Please copy out every line of the listing below that contains the string "police". Treat the match as case-sensitive.

○ ○ ○

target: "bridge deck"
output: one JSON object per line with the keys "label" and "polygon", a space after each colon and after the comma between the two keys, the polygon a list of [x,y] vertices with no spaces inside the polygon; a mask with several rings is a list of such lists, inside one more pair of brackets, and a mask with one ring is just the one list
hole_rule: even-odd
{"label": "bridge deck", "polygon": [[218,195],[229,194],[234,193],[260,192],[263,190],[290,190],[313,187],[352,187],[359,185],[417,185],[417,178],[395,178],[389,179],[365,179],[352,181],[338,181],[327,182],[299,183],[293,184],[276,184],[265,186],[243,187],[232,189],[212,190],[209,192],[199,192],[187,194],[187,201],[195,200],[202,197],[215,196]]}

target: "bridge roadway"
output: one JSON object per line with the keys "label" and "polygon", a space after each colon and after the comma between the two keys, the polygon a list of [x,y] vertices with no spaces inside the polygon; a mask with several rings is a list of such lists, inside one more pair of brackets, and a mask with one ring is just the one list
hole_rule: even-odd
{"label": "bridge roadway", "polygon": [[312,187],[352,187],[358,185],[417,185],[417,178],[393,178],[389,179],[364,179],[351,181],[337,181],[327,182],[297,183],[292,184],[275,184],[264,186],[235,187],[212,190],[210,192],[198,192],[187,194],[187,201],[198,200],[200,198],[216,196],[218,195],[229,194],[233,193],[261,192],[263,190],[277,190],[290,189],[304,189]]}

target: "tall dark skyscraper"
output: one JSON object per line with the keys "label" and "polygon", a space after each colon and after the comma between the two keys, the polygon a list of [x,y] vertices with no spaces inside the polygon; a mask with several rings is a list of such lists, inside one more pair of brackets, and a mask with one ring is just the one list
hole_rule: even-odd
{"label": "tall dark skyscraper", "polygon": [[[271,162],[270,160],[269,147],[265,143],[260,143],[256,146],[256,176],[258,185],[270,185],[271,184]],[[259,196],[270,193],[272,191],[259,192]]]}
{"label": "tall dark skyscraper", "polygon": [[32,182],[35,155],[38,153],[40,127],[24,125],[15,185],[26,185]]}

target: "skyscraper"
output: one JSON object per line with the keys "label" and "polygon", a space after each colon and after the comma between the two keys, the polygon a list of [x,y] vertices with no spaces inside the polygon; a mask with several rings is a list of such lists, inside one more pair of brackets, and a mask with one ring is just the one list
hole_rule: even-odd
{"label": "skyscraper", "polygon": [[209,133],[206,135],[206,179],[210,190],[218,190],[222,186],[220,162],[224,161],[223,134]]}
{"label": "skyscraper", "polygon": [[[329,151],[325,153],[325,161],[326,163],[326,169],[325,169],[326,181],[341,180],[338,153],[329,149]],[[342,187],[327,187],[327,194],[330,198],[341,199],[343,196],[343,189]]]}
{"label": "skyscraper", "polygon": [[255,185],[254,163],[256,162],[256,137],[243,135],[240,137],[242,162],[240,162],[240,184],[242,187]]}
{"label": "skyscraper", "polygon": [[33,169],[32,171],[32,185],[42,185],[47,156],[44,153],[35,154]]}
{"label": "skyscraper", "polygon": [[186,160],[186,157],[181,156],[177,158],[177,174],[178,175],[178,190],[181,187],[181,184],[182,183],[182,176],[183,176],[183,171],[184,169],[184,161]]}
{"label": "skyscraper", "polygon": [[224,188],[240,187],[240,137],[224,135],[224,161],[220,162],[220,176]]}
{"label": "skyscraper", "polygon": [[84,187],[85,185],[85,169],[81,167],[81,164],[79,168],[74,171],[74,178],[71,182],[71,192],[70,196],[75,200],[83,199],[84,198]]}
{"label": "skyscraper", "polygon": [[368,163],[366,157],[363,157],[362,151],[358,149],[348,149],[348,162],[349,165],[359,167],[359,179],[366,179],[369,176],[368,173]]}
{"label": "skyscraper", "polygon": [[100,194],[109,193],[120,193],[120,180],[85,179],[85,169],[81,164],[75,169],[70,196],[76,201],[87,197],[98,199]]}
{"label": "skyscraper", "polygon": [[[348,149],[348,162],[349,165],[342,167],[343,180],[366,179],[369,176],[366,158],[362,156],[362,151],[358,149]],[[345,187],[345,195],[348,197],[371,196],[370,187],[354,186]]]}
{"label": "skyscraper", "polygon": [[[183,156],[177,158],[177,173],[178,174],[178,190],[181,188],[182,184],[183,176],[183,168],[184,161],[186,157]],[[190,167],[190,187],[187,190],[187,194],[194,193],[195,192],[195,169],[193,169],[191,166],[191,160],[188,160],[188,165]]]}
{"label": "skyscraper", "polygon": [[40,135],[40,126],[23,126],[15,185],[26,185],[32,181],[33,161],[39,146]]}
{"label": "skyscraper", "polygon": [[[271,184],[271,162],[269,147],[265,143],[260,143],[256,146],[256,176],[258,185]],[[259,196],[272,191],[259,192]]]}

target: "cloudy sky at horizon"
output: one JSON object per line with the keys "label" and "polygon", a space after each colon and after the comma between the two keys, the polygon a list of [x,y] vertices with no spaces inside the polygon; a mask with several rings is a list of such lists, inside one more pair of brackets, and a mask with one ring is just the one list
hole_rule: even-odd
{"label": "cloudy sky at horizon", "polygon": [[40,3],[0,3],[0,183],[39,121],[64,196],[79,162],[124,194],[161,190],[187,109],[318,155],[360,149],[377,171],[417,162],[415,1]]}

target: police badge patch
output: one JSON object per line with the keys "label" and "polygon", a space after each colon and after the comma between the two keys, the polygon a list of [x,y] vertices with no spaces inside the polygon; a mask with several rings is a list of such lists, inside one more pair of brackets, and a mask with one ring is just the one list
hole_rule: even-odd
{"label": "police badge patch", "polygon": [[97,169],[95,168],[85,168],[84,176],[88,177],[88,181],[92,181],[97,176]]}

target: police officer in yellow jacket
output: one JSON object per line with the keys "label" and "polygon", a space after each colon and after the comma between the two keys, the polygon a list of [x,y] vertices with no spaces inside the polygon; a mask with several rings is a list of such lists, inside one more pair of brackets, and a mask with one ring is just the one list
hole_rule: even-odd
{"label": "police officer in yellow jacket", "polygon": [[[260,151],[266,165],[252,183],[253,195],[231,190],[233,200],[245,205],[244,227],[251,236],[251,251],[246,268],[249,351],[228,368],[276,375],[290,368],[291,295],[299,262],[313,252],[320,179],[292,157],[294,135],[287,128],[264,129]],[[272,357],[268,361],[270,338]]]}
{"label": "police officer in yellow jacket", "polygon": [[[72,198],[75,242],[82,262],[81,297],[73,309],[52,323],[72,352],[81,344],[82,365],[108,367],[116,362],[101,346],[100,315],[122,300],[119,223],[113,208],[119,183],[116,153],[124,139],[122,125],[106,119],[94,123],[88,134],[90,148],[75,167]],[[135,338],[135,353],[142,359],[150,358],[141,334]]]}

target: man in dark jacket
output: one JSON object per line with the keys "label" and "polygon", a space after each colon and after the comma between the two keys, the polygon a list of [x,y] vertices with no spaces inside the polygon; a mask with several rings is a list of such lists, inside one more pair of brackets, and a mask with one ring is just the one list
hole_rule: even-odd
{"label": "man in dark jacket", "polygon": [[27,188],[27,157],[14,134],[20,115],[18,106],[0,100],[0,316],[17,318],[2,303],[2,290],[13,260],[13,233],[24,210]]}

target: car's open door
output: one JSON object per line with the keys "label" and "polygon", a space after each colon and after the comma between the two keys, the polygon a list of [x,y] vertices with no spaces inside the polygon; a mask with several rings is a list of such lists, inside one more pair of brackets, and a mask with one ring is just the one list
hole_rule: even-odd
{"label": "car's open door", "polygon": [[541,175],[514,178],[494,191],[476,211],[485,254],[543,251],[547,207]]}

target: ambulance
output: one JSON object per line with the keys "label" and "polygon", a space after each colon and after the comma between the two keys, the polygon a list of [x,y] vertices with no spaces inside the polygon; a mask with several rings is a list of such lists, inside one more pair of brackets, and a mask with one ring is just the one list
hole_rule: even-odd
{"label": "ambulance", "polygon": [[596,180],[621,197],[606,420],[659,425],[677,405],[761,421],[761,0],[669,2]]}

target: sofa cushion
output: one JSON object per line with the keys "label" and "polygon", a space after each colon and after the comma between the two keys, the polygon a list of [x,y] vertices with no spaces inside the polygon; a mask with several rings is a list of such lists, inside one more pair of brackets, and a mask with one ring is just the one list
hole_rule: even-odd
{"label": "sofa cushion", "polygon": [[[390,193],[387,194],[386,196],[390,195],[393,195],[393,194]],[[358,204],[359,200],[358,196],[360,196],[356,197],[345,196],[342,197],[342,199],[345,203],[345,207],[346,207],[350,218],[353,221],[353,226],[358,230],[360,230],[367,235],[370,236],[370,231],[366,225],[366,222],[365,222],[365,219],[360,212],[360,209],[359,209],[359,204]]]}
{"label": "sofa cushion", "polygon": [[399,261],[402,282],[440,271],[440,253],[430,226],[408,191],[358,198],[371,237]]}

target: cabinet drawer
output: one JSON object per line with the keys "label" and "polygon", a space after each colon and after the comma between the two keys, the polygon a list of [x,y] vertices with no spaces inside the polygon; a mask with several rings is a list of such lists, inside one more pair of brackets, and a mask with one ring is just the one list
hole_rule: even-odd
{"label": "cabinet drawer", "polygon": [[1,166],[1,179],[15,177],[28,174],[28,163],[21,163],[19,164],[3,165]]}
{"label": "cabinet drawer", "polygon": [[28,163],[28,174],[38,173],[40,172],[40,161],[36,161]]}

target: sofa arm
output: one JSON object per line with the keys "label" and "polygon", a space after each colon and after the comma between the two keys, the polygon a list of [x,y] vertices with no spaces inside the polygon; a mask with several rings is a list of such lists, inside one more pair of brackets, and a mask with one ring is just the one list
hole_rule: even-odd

○ ○ ○

**Answer below**
target: police badge patch
{"label": "police badge patch", "polygon": [[97,169],[95,168],[85,168],[84,176],[88,177],[88,181],[92,181],[97,176]]}
target: police officer in yellow jacket
{"label": "police officer in yellow jacket", "polygon": [[[260,151],[266,165],[252,183],[253,195],[231,190],[233,200],[245,205],[244,227],[251,236],[251,251],[246,268],[249,351],[228,368],[276,375],[290,368],[291,295],[299,262],[313,252],[320,179],[292,157],[294,135],[287,128],[264,129]],[[272,357],[268,361],[270,338]]]}
{"label": "police officer in yellow jacket", "polygon": [[[72,198],[75,242],[82,262],[81,297],[73,309],[52,323],[72,352],[81,344],[82,365],[108,367],[116,362],[101,346],[100,315],[122,300],[119,223],[113,208],[119,183],[116,153],[124,139],[122,125],[106,119],[94,123],[88,134],[90,148],[75,167]],[[135,338],[135,353],[142,359],[150,358],[141,334]]]}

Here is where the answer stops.